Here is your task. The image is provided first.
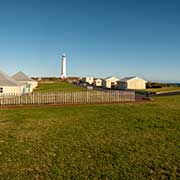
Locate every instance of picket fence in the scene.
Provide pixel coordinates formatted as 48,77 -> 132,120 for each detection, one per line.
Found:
0,91 -> 135,106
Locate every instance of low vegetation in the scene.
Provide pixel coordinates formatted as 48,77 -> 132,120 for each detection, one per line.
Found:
0,96 -> 180,180
34,81 -> 86,92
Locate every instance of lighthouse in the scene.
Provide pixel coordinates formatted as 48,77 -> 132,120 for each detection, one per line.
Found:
61,54 -> 67,79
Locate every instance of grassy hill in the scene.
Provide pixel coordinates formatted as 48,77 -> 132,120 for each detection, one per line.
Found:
34,81 -> 86,92
0,96 -> 180,180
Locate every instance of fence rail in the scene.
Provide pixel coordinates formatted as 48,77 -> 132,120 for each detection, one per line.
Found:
0,91 -> 135,106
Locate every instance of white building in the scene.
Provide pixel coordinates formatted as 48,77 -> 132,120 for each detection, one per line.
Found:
118,76 -> 147,90
61,54 -> 67,79
0,71 -> 23,95
94,78 -> 102,87
82,77 -> 94,85
103,76 -> 119,88
12,71 -> 38,93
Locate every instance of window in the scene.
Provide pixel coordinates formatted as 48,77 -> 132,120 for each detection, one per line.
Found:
0,88 -> 3,93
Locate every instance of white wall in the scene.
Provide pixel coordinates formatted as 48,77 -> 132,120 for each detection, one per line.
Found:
118,78 -> 146,90
94,79 -> 102,86
0,86 -> 22,95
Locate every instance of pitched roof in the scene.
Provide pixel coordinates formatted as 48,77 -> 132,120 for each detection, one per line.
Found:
104,76 -> 119,80
0,70 -> 19,86
120,76 -> 146,82
12,71 -> 34,81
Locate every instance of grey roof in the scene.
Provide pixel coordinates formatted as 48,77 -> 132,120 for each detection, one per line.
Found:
105,76 -> 118,80
12,71 -> 34,81
0,70 -> 19,86
120,76 -> 136,82
120,76 -> 146,82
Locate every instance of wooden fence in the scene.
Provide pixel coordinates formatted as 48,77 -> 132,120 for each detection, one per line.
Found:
0,91 -> 135,106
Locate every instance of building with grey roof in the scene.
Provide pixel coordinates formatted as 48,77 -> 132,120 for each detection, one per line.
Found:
118,76 -> 147,90
0,70 -> 22,95
12,71 -> 38,93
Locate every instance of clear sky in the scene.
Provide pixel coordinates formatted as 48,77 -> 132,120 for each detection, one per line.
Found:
0,0 -> 180,82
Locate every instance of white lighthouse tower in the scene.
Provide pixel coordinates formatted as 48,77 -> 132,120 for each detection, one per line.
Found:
61,54 -> 67,79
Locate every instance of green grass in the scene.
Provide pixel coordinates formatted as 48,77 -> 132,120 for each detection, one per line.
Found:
34,82 -> 86,92
145,87 -> 180,93
0,96 -> 180,180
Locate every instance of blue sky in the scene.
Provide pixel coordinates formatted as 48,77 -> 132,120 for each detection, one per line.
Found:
0,0 -> 180,82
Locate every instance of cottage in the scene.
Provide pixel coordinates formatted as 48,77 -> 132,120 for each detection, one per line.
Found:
94,78 -> 102,87
0,71 -> 23,95
12,71 -> 38,93
118,76 -> 147,90
82,77 -> 94,85
103,76 -> 119,89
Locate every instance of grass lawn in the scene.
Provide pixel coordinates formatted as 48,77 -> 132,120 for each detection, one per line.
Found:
34,82 -> 86,92
0,96 -> 180,180
145,87 -> 180,93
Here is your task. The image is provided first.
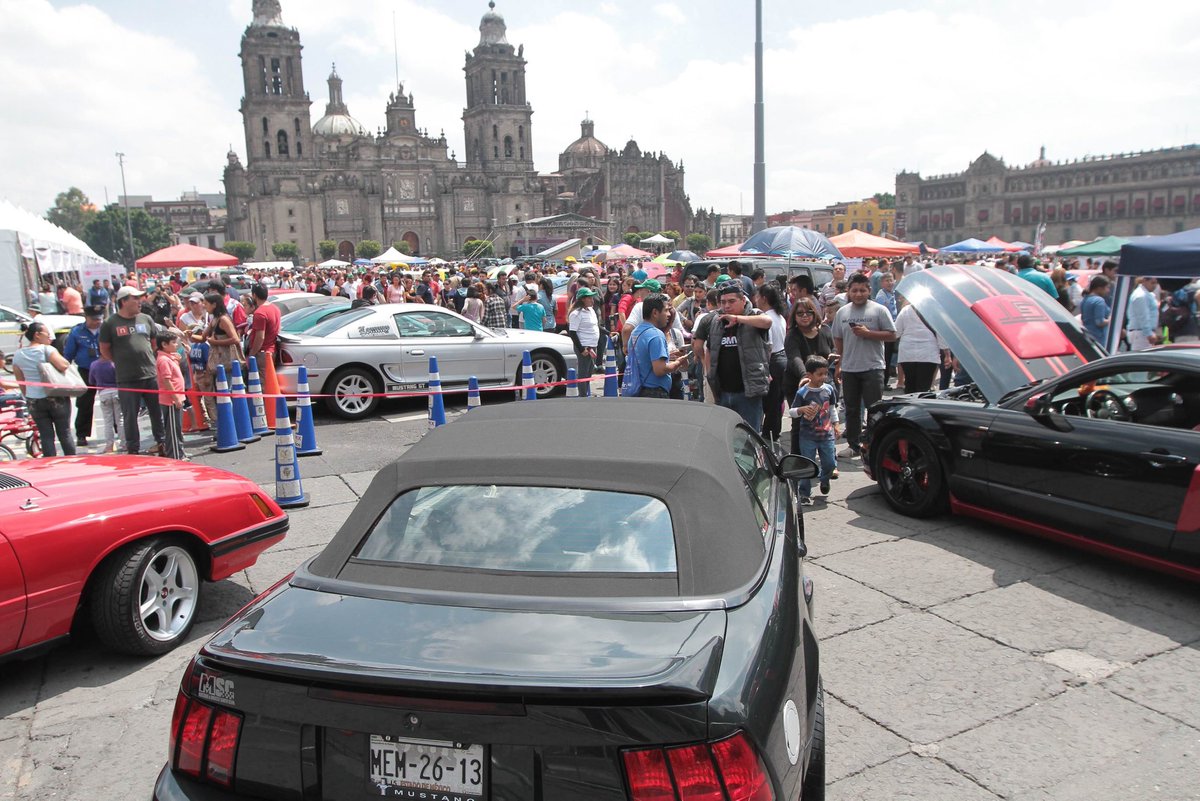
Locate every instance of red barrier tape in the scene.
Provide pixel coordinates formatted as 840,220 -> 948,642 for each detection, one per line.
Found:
13,373 -> 620,399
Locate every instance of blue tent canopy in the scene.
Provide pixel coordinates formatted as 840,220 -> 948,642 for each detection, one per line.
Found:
941,237 -> 1004,253
738,225 -> 844,259
1117,228 -> 1200,278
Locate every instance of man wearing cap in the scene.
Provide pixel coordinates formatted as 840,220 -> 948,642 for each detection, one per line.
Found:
62,306 -> 104,446
707,279 -> 770,430
98,287 -> 163,454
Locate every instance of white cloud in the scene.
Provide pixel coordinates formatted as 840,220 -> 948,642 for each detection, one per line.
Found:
7,0 -> 1200,226
0,0 -> 242,212
654,2 -> 688,25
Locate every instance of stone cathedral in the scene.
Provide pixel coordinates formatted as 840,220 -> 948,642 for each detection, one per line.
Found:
224,0 -> 692,259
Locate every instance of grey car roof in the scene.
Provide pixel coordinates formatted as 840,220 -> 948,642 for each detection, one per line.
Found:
310,398 -> 766,596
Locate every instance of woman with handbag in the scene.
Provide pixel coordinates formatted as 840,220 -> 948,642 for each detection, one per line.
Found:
12,321 -> 83,456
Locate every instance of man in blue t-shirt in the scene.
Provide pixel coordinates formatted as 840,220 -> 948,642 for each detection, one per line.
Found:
622,294 -> 688,398
1079,276 -> 1111,348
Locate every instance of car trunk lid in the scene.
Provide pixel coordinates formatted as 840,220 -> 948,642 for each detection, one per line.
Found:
898,266 -> 1104,403
191,586 -> 725,800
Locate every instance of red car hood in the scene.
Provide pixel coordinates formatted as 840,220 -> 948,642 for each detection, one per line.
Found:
0,456 -> 254,500
896,266 -> 1104,403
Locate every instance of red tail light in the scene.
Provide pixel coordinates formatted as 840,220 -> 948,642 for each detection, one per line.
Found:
170,691 -> 241,787
622,731 -> 775,801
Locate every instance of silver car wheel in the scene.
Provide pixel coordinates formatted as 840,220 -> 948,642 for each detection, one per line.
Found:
137,546 -> 200,643
533,356 -> 563,398
334,373 -> 374,415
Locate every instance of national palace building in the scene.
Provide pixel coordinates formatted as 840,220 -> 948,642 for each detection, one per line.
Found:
895,145 -> 1200,246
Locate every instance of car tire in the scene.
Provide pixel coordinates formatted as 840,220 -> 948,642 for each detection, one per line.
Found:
528,350 -> 566,399
872,427 -> 947,517
323,367 -> 383,420
800,676 -> 824,801
90,537 -> 200,656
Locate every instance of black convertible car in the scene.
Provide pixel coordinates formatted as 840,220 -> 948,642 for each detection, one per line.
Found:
154,398 -> 824,801
863,266 -> 1200,579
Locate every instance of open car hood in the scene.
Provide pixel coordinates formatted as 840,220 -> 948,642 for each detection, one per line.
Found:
898,265 -> 1104,403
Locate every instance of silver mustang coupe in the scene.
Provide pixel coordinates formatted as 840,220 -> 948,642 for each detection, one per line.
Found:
278,303 -> 576,420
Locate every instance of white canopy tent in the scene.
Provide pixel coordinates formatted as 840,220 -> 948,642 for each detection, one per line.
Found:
0,200 -> 118,309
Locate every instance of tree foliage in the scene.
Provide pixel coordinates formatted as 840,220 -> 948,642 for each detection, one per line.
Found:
462,239 -> 496,259
688,234 -> 713,255
46,186 -> 98,239
83,203 -> 170,265
354,239 -> 383,259
221,240 -> 258,261
271,242 -> 300,260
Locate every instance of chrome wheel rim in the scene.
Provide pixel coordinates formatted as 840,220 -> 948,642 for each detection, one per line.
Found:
533,356 -> 559,395
334,374 -> 374,415
138,546 -> 199,643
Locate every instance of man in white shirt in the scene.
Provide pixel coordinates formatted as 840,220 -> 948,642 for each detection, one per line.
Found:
1126,278 -> 1158,350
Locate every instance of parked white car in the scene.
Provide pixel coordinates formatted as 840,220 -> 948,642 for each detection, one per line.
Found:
278,303 -> 576,420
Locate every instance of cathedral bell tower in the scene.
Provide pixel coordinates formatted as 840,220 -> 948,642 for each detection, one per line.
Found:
462,0 -> 534,173
240,0 -> 314,165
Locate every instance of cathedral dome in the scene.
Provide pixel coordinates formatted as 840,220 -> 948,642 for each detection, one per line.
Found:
479,0 -> 509,47
312,65 -> 367,137
563,120 -> 608,158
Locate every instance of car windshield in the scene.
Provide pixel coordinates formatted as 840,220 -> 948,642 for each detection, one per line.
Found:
356,484 -> 676,573
307,308 -> 374,337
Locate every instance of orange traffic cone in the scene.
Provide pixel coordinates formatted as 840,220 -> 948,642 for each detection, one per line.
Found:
263,353 -> 280,429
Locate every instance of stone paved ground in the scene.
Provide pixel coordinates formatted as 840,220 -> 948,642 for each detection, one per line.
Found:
0,404 -> 1200,801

______

* Task statement
Repeat the data from the line containing "Locate every instance of stone cathedral" through the line containing "896,266 -> 1104,403", substituting "object" for "detection" wherever it occurs and leaving everything else unchanged.

* Reply
Locate every instance of stone cathedral in the scene.
Provide pixel coordinates formatted as 840,220 -> 948,642 for each object, one per line.
Found:
224,0 -> 692,259
Locate every instance of grey car roof in the scene.
Provide pixel coordinates formatted as 840,220 -> 948,642 for each object, one per line.
Found:
310,398 -> 766,596
Locate every instance of woman with handbag in the scene.
Provide pixel coordinates formatted as 840,220 -> 948,642 for each object, one per line.
Found:
12,321 -> 83,456
Locate every instance of man in blue t-shirt in the scene.
Provide pixel coordinates formatted as 840,220 -> 948,642 for each object, one per line.
Found:
622,294 -> 688,398
1079,276 -> 1111,348
Locate every instance of car trunk lid in the scene.
Provide pixel coordinates formatted as 840,220 -> 948,642 for each object, one per line.
Found:
898,266 -> 1104,403
191,586 -> 725,800
Locate every instance of red car hood in the scene.
Provide pixel coordinates formatted as 840,220 -> 948,642 for each object, one per line.
Found:
0,456 -> 254,500
896,266 -> 1104,403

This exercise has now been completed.